**Instruction 1:**
Write out the passage of the commit log starting with "This caused ~4" and going on through "to the restriction.", keeping every character unchanged.

**Page extract:**
Commit graph

18 commits

Author SHA1 Message Date
Matt Turner
b541945c20 i965/fs: Unpack count argument to 64-bit shift ops on Atom
64-bit operations on Atom parts have additional restrictions over their
big-core counterparts (validated by later patches).

Specifically, the restriction that "Source and Destination horizontal
stride must be aligned to the same qword" is violated by most shift
operations since NIR uses a 32-bit value as the shift count argument,
and this causes instructions like

   shl(8)          g19<1>Q         g5<4,4,1>Q      g23<4,4,1>UD

where src1 has a 32-bit stride, but the dest and src0 have a 64-bit
stride.

This caused ~4 pixels in the ARB_shader_ballot piglit test
fs-readInvocation-uint.shader_test to be incorrect. Unfortunately no
ARB_gpu_shader_int64 test hit this case because they operate on
uniforms, and their scalar regions are an exception to the restriction.

We work around this by effectively unpacking the shift count, so that we
can read it with a 64-bit stride in the shift instruction. Unfortunately
the unpack (a MOV with a dst stride of 2) is a partial write, and cannot
be copy-propagated or CSE'd.

Bugzilla: https://bugs.freedesktop.org/101984
2017-10-04 14:08:54 -07:00
Iago Toral Quiroga
47e527bd81 i965/fs: force pull model for 64-bit GS inputs
Triggering the push model when 64-bit inputs are involved is not easy due to
the constrains on the maximum number of registers that we allow for this mode,
however, for GS with 'points' primitive type and just a couple of double
varyings we can trigger this and it just doesn't work because the
implementation is not 64-bit aware at all. For now, let's make sure that we
don't attempt this model whith 64-bit inputs and we always fall back to pull
model for them.

Also, don't enable the VUE handles in the thread payload on the fly when we
find an input for which we need the pull model, this is not safe: if we need
to resort to the pull model we need to account for that when we setup the
thread payload so we compute the first non-payload register properly. If we
didn't do that correctly and we enable it on-the-fly here then we will end up
VUE handles on the first non-payload register which will probably lead to
GPU hangs. Instead, always enable the VUE handles for the pull model so we
can safely use them when needed. The GS is going to resort to pull model
almost in every situation anyway, so this shouldn't make a significant
difference and it makes things easier and safer.

**Instruction 2:**
Gather every line of the listing below that contains the string "black", counting only matches with the same uppercase and lowercase letters.

**Data rows:**

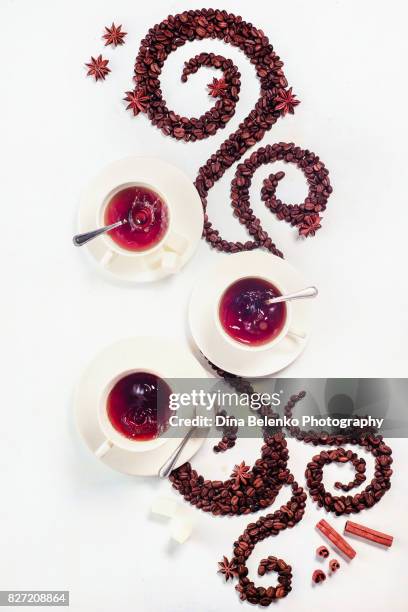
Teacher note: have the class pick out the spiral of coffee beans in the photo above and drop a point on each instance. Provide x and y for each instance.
(275, 100)
(344, 504)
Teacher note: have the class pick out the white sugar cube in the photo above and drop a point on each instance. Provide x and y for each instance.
(181, 528)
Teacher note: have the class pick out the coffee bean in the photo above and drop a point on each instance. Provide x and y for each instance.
(159, 42)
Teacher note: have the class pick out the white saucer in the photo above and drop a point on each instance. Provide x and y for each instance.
(187, 213)
(156, 354)
(202, 319)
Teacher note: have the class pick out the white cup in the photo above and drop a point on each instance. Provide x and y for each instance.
(165, 254)
(112, 436)
(285, 331)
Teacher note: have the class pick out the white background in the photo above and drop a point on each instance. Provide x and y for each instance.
(66, 521)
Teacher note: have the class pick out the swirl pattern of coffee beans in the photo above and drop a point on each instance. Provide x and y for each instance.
(275, 100)
(251, 490)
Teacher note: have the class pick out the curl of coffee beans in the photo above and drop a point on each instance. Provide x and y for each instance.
(344, 504)
(246, 492)
(174, 32)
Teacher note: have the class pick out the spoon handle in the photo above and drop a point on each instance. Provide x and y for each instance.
(304, 293)
(81, 239)
(169, 463)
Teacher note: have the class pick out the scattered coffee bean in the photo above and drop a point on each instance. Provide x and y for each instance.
(318, 576)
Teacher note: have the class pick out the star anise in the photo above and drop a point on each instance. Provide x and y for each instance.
(285, 101)
(114, 35)
(310, 225)
(241, 591)
(218, 88)
(241, 473)
(98, 68)
(137, 101)
(228, 568)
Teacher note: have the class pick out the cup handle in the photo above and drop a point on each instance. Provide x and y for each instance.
(170, 261)
(103, 449)
(176, 243)
(106, 258)
(297, 334)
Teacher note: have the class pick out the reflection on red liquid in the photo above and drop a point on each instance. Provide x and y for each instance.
(138, 406)
(146, 214)
(245, 316)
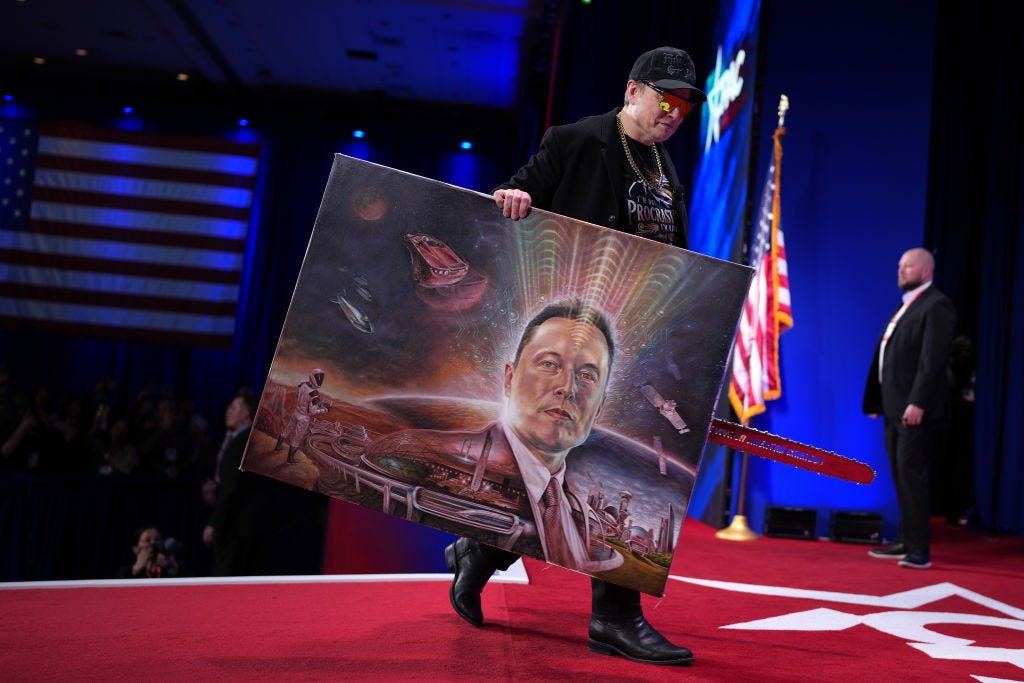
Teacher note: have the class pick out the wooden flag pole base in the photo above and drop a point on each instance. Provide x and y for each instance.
(737, 530)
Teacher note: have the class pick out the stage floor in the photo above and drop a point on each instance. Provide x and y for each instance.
(769, 609)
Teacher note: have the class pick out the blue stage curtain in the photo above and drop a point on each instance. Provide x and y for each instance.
(976, 222)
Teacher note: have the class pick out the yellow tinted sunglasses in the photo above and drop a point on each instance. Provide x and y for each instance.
(671, 101)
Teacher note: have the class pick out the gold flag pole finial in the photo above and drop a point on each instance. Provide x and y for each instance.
(783, 107)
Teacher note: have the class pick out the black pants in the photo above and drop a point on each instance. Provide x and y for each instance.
(910, 453)
(608, 601)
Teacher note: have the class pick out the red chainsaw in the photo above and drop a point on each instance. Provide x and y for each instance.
(785, 451)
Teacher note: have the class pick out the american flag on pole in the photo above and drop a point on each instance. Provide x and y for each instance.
(767, 312)
(123, 235)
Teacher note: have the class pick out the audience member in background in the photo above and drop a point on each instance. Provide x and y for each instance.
(36, 445)
(243, 517)
(907, 384)
(154, 556)
(118, 455)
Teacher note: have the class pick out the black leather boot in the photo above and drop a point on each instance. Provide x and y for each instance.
(472, 570)
(617, 627)
(635, 639)
(473, 563)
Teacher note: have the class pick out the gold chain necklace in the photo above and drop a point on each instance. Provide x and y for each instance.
(629, 157)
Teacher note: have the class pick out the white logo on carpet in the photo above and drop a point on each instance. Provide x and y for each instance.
(911, 627)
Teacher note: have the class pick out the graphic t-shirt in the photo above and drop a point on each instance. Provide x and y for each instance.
(649, 212)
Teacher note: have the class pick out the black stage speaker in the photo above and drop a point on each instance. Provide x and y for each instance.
(791, 522)
(856, 527)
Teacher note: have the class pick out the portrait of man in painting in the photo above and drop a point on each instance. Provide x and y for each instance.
(544, 387)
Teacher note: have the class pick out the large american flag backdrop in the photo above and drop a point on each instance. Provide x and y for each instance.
(122, 235)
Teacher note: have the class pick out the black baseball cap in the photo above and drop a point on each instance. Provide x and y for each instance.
(668, 68)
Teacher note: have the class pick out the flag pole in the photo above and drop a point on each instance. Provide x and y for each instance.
(738, 528)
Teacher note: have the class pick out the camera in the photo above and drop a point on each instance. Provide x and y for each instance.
(165, 547)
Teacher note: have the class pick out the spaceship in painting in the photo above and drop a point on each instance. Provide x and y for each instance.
(434, 263)
(358, 319)
(666, 408)
(443, 280)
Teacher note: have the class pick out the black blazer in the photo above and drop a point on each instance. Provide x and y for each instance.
(916, 361)
(245, 506)
(577, 173)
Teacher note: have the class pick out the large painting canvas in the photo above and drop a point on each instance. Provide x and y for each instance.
(395, 383)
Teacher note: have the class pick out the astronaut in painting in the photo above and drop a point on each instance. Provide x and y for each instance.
(308, 402)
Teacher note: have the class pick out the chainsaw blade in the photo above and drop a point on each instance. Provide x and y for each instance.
(781, 450)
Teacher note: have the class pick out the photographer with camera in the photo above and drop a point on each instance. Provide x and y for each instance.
(154, 556)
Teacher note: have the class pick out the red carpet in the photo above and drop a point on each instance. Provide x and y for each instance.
(780, 610)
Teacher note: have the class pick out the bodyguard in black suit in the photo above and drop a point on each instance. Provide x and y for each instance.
(907, 384)
(611, 170)
(243, 515)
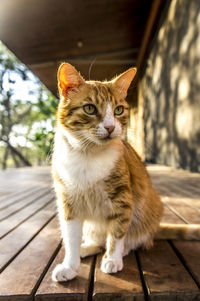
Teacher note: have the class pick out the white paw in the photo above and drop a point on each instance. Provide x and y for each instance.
(111, 265)
(62, 273)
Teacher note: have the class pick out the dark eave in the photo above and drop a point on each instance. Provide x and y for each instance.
(100, 38)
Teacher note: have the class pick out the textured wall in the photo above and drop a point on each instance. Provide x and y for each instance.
(171, 89)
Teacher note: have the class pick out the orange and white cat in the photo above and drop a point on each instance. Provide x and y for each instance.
(104, 194)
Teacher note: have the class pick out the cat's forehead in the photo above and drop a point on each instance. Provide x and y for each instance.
(102, 93)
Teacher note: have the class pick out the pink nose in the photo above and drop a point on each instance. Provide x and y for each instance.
(110, 128)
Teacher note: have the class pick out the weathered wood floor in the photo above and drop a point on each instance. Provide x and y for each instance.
(30, 245)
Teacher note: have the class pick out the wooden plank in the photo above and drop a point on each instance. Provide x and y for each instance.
(170, 217)
(165, 276)
(189, 214)
(15, 197)
(16, 240)
(15, 220)
(19, 279)
(190, 253)
(124, 285)
(76, 289)
(14, 194)
(23, 203)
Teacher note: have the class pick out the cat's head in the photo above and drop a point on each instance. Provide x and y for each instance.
(92, 112)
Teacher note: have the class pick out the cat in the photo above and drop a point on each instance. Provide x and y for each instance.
(104, 194)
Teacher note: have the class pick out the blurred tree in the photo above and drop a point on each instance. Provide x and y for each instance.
(30, 122)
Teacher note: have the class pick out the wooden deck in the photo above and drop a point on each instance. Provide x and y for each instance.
(30, 245)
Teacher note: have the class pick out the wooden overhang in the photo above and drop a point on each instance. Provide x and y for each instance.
(100, 38)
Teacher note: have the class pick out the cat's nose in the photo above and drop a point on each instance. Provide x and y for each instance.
(110, 128)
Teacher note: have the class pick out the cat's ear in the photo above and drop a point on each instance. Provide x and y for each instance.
(123, 81)
(69, 79)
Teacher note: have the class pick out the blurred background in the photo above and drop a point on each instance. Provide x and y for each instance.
(101, 39)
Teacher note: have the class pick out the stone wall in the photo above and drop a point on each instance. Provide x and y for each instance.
(171, 89)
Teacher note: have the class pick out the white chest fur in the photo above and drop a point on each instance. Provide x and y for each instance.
(82, 170)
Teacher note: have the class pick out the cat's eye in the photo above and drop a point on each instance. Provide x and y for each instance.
(119, 110)
(90, 109)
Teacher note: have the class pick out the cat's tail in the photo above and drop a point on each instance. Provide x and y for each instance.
(178, 231)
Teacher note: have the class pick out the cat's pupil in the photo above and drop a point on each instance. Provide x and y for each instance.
(90, 109)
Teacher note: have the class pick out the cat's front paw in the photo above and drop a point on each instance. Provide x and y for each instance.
(62, 273)
(111, 265)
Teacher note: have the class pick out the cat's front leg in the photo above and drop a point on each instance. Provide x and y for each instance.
(112, 261)
(71, 232)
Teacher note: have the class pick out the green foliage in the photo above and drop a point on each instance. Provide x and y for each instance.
(26, 122)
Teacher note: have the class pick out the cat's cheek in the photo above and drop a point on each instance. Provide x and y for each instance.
(117, 131)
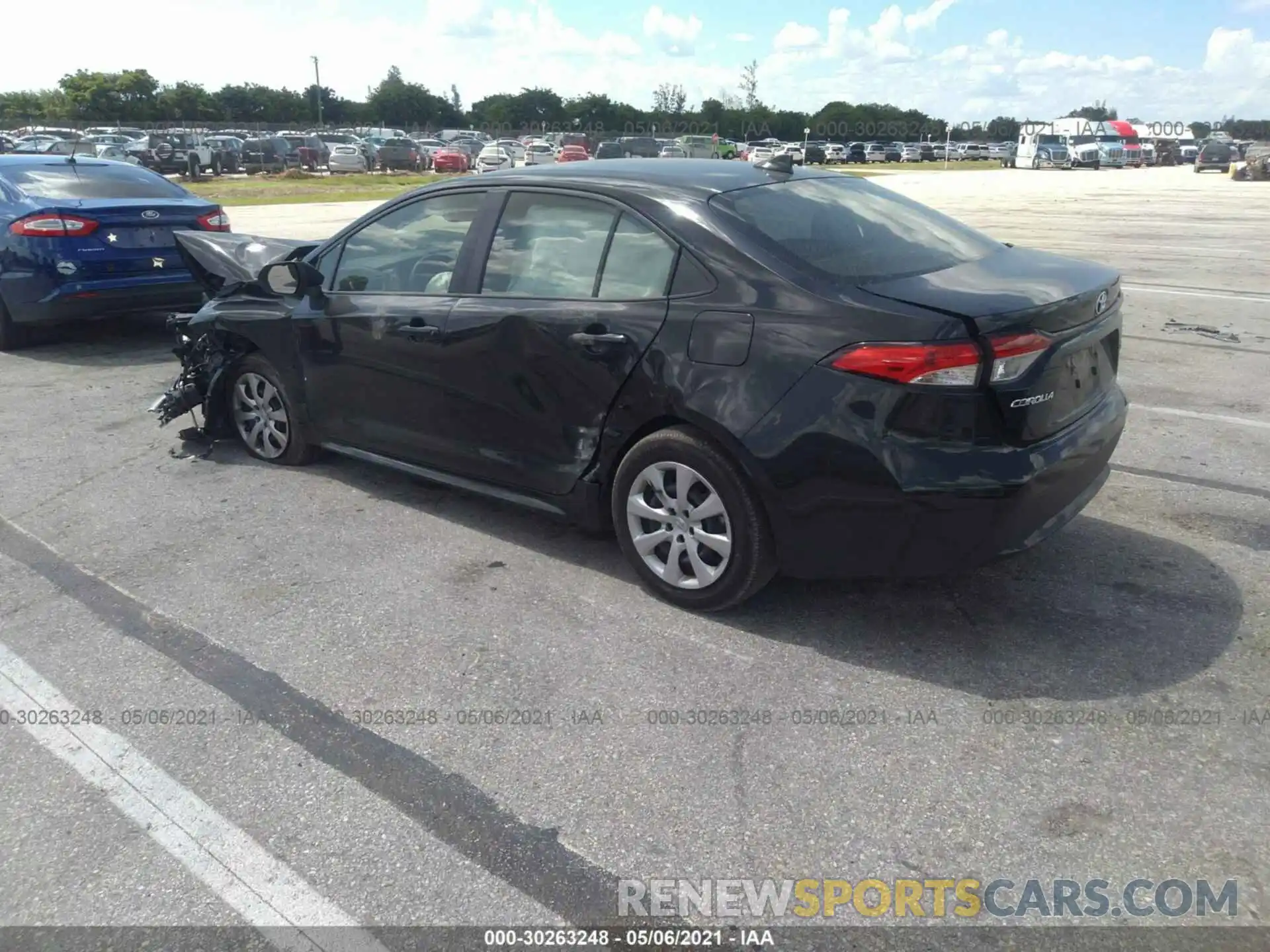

**Result 1:**
This caused ~4 pixels in the ARB_shader_ballot piglit test
fs-readInvocation-uint.shader_test to be incorrect. Unfortunately no
ARB_gpu_shader_int64 test hit this case because they operate on
uniforms, and their scalar regions are an exception to the restriction.

**Result 2:**
Teacher note: have the class pick out the black pants in the photo above and drop a point on each instance. Provide x and y for each instance.
Teacher note: have the class pick out the black leather boot in the photo above and drop a point on each instance. Provide x and y for each instance.
Teacher note: have the class pick out the black stage speaker in the photo above and drop a point on each instance. Provide x and y for each instance.
Teacher note: have the class pick out the black baseball cap in the photo above and drop a point on each instance. Provide x and y for each instance.
Teacher note: have the class pick out the black blazer in the photo above and drop a point on each instance. Provide x and y for each instance.
Teacher note: have the class pick out the bodyguard in black suit in the photo above and drop a point on each instance. Provide x and y for each instance.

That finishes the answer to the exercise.